[EXERCISE] Exactly the lines from the one containing "If you could tag the theater auditorium" through the end of the data below are to be reproduced, and nothing besides them.

Point annotation dataset records:
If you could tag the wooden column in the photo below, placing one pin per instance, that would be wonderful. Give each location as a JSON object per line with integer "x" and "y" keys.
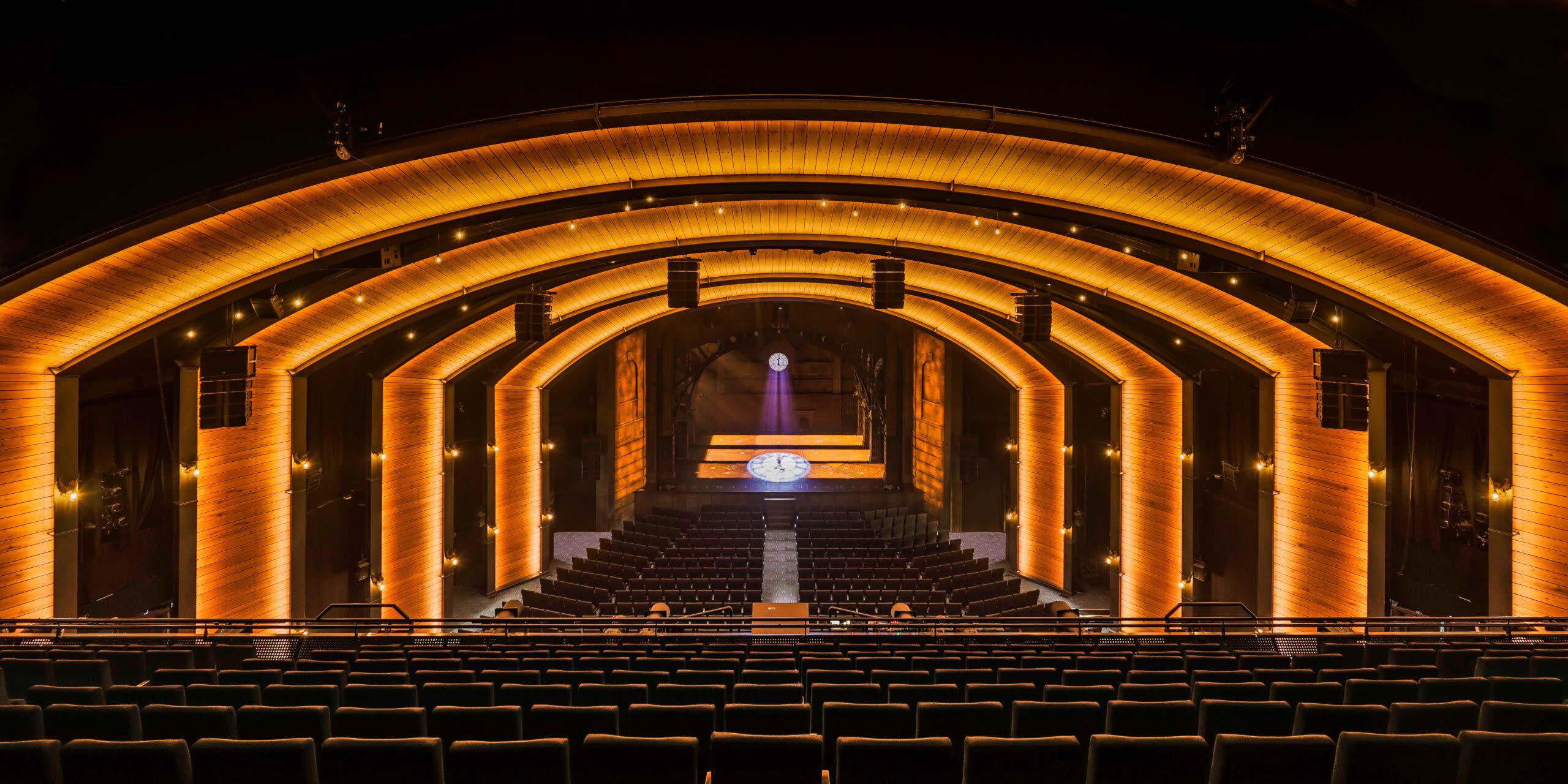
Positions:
{"x": 187, "y": 424}
{"x": 1189, "y": 482}
{"x": 1499, "y": 486}
{"x": 1377, "y": 488}
{"x": 377, "y": 449}
{"x": 298, "y": 529}
{"x": 1266, "y": 430}
{"x": 1068, "y": 486}
{"x": 490, "y": 482}
{"x": 1115, "y": 497}
{"x": 68, "y": 483}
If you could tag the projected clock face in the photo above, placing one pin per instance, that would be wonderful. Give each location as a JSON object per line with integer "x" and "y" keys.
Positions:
{"x": 778, "y": 466}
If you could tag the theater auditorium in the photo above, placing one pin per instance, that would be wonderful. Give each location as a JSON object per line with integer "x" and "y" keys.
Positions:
{"x": 777, "y": 440}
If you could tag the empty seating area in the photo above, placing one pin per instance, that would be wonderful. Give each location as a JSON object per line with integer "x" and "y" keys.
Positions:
{"x": 867, "y": 562}
{"x": 866, "y": 707}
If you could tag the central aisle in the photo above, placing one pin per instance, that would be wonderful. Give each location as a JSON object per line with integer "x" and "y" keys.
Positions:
{"x": 780, "y": 567}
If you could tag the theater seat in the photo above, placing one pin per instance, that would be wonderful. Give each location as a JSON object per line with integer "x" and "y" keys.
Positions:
{"x": 30, "y": 761}
{"x": 1523, "y": 717}
{"x": 379, "y": 722}
{"x": 698, "y": 722}
{"x": 766, "y": 760}
{"x": 272, "y": 723}
{"x": 1313, "y": 718}
{"x": 233, "y": 695}
{"x": 1510, "y": 758}
{"x": 189, "y": 723}
{"x": 21, "y": 723}
{"x": 880, "y": 761}
{"x": 452, "y": 723}
{"x": 1416, "y": 718}
{"x": 1370, "y": 758}
{"x": 1451, "y": 689}
{"x": 841, "y": 720}
{"x": 571, "y": 723}
{"x": 1177, "y": 717}
{"x": 1244, "y": 718}
{"x": 66, "y": 723}
{"x": 1297, "y": 693}
{"x": 93, "y": 761}
{"x": 1001, "y": 760}
{"x": 1370, "y": 692}
{"x": 220, "y": 761}
{"x": 500, "y": 763}
{"x": 1252, "y": 760}
{"x": 356, "y": 761}
{"x": 767, "y": 720}
{"x": 1120, "y": 760}
{"x": 379, "y": 695}
{"x": 612, "y": 760}
{"x": 959, "y": 720}
{"x": 1079, "y": 720}
{"x": 44, "y": 696}
{"x": 1093, "y": 693}
{"x": 1539, "y": 690}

[RESPONSE BELOW]
If you could tag the theater auditorium in the photo above, placing one pin per instance, that would be wonderful. Give each location as a JSON object per line with integer "x" and "y" keys.
Positions:
{"x": 777, "y": 440}
If you could tag the empty seating area in the photo above, placing one pin per instance, that would be wonderful. Give each location as a JSON object per line with integer "x" and "y" keys.
Positions:
{"x": 867, "y": 562}
{"x": 866, "y": 707}
If you could tag the central aisle in the photo above, placing one pin per instance, that would be wonderful. Give each location as a JSON object per line with integer "x" and "y" keys.
Positions:
{"x": 780, "y": 567}
If you could tag the theater seat in the photo above, placing one pin per instance, that would be wonderful. Give each location as a JSON object per line with integer "x" and "y" keys.
Positions:
{"x": 30, "y": 761}
{"x": 1523, "y": 717}
{"x": 379, "y": 722}
{"x": 698, "y": 722}
{"x": 766, "y": 760}
{"x": 272, "y": 723}
{"x": 1313, "y": 718}
{"x": 233, "y": 695}
{"x": 1510, "y": 758}
{"x": 189, "y": 723}
{"x": 21, "y": 723}
{"x": 880, "y": 761}
{"x": 452, "y": 723}
{"x": 1416, "y": 718}
{"x": 1370, "y": 758}
{"x": 1451, "y": 689}
{"x": 841, "y": 720}
{"x": 571, "y": 723}
{"x": 1177, "y": 717}
{"x": 1244, "y": 718}
{"x": 66, "y": 723}
{"x": 1297, "y": 693}
{"x": 93, "y": 761}
{"x": 1001, "y": 760}
{"x": 1370, "y": 692}
{"x": 220, "y": 761}
{"x": 500, "y": 763}
{"x": 1252, "y": 760}
{"x": 356, "y": 761}
{"x": 767, "y": 720}
{"x": 1120, "y": 760}
{"x": 379, "y": 695}
{"x": 612, "y": 760}
{"x": 959, "y": 720}
{"x": 1079, "y": 720}
{"x": 44, "y": 696}
{"x": 1093, "y": 693}
{"x": 1539, "y": 690}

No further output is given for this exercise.